Exercise prompt — Reproduce each record exactly, leaving nothing out.

Start of Block

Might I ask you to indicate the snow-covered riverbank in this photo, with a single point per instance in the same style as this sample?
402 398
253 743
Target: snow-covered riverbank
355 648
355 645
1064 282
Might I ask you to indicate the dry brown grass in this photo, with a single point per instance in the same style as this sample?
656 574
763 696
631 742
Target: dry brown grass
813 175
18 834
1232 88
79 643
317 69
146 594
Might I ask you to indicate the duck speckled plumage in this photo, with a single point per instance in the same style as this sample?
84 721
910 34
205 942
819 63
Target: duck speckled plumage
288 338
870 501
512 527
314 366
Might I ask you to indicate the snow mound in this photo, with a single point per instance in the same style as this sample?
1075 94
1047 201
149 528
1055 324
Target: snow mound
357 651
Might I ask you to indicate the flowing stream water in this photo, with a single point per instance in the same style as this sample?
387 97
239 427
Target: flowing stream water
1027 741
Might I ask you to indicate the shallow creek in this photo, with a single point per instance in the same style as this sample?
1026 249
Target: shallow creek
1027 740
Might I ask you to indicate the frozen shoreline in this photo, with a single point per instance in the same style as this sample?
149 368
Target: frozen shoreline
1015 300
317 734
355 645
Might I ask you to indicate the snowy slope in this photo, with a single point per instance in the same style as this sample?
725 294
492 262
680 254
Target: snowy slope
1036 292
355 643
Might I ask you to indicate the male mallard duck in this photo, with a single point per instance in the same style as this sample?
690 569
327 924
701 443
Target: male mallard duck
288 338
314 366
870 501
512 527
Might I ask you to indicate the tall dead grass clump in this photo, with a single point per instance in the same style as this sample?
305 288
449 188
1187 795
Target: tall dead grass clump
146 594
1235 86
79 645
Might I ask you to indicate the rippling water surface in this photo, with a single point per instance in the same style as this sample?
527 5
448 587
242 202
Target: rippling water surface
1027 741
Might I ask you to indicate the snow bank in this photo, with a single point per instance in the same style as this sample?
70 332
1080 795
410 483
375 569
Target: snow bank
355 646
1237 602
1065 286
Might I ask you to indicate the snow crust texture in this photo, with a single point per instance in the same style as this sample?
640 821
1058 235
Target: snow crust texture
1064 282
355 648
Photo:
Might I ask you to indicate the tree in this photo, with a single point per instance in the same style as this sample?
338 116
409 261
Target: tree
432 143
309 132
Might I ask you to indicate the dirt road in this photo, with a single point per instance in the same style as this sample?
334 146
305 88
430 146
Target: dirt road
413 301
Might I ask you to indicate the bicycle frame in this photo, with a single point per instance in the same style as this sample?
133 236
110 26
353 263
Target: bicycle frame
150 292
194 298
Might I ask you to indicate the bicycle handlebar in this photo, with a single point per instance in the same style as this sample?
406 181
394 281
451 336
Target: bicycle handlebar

End of Block

Task answer —
Might I ask you to indicate the snow-covered riverbank in this photo, with a single point per instance in the same style as this sample?
402 398
253 743
Target: snow-covered riverbank
355 648
355 645
1064 282
Might I ask you to indicate the dry brown grass in this photo, with a single point per instance in the same style as this sample?
656 574
763 696
631 742
Target: dry brown grass
813 175
18 834
1232 88
79 643
317 69
146 594
Might I ask you to indicate the duck speckled plumage in this photo, with a single point per instance in the same style as this sample?
84 721
910 34
205 942
819 63
Target: duck speckled plumage
288 338
870 501
512 527
314 366
Might I ask you to indicate the snow mound in this photo, with a single point per instance in the same style as this sample?
1075 94
1047 201
149 528
1055 324
Target: snow mound
357 651
Might I ask you to indicate the flowing stream water in this photo, with a single point per instance in the same style as this sample?
387 97
239 427
Target: flowing stream water
1027 741
Might I ask you to indicate the shallow creek in this photo, with a single point per instance in the same style as this sample?
1026 249
Target: shallow creek
1027 740
Might I ask you to indicate the frozen shoreline in this photo, with a single point per instance in the same style as this sample?
149 368
Target: frozen shoreline
1015 300
317 734
355 645
Might I ask you to indicate the snowy slope in this photo, with a single point per instance in the same style as this sample?
725 294
492 262
680 254
Target: snowy slope
1036 292
355 643
Might I ask you to indicate the male mallard duck in this photo, with a single point per instance in the same style as this sample?
690 569
327 924
701 443
Target: male mallard duck
288 338
314 366
870 501
512 527
Might I ask you to indicate the tall dead grass clump in this photo, with a single point per instance in the same style as this sample?
305 288
449 188
1187 795
Target: tall dead grass clump
146 594
1235 86
79 645
Might I ask you to indicate the rippling water surface in this photo, with a single point per instance in the same style as this sample?
527 5
448 587
242 202
Target: rippling water surface
1027 741
Might I ask you to indicate the snow bank in this photo, with a single point per instance in the same style as this sample?
70 332
1080 795
410 483
375 569
Target: snow bank
355 646
1237 602
1065 286
Might I ask you to indicate the snow crust texture in this photo, with a single point per instance in the same style as this sample?
640 821
1058 235
Target: snow crust texture
1064 282
355 648
Photo:
Might I ask you to indicate the tree in this photo, with a single point per instance in the same style as this sample?
338 116
409 261
Target: tree
432 143
309 132
Might I ask you to indicate the dirt road in this photo, with a single point per instance in the same style as this sample?
334 146
305 88
430 146
Target: dirt road
413 301
Might I ask you to indicate the bicycle frame in this photo, with a single point per instance in the same style as this sample?
133 236
110 26
353 263
Target: bicycle frame
150 292
194 298
Might I ask you to indicate the bicycle handlebar in this photo, with a single point per instance in the same style as this sample?
406 181
394 281
451 336
Target: bicycle handlebar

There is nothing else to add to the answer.